-- TASK INPUT --
═══

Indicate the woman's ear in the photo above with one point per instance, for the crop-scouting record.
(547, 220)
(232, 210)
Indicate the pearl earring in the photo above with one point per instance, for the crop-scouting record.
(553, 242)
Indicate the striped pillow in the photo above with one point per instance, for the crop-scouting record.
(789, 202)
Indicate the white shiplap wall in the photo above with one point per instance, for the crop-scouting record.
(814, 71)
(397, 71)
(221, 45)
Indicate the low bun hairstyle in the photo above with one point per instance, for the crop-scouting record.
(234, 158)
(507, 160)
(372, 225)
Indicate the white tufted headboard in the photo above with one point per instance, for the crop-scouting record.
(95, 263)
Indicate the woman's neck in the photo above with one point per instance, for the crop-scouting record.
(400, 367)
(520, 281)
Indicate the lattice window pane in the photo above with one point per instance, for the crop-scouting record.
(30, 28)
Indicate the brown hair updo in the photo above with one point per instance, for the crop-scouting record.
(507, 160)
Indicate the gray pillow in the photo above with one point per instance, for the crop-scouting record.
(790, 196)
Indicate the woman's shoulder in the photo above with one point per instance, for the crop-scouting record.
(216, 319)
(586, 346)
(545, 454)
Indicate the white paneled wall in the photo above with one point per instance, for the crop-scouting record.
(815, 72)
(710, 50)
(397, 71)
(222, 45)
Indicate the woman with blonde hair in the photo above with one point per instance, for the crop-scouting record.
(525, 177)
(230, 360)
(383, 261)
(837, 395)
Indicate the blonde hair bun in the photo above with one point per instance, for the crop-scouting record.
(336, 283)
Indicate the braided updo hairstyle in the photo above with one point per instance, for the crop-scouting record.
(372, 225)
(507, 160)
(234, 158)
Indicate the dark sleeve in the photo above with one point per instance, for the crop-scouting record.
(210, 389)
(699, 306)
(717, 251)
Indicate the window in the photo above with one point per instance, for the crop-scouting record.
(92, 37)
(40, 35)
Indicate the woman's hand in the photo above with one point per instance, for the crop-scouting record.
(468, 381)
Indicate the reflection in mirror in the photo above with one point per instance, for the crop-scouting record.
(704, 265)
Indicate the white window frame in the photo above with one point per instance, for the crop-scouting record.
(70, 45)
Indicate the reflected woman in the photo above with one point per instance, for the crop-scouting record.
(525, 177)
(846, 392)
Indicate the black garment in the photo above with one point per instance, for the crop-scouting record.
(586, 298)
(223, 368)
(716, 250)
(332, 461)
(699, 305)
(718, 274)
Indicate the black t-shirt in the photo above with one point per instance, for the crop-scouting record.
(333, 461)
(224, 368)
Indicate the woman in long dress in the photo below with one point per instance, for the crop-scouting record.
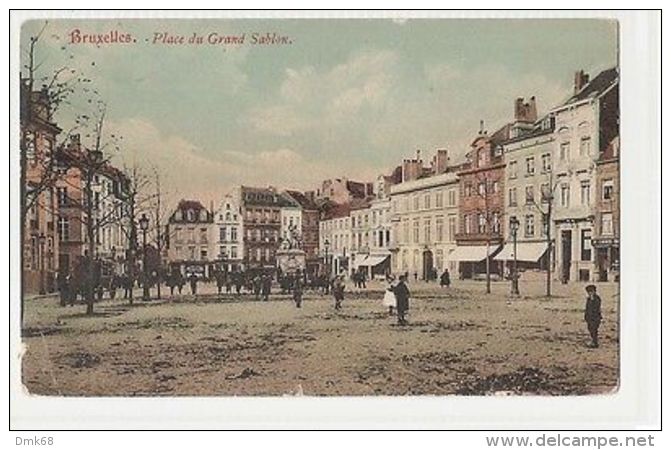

═══

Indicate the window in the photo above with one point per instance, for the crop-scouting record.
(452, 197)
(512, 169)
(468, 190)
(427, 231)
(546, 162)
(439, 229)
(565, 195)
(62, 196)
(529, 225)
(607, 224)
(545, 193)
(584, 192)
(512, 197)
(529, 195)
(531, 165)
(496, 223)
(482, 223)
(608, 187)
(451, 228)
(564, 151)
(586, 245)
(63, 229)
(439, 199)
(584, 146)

═══

-- YOUR GOAL --
Search the listing above for the lines with "Indicate the black t-shirt" and "Indicate the woman in", then output those lines and all lines between them exactly.

-- SOLUTION TO THIS PROBLEM --
Indicate the black t-shirt in the photo above with one point per instance, for the crop-scouting record.
(333, 461)
(224, 368)
Indicate the woman in long dress in the photo below with one point per instance, for the crop-scouting record.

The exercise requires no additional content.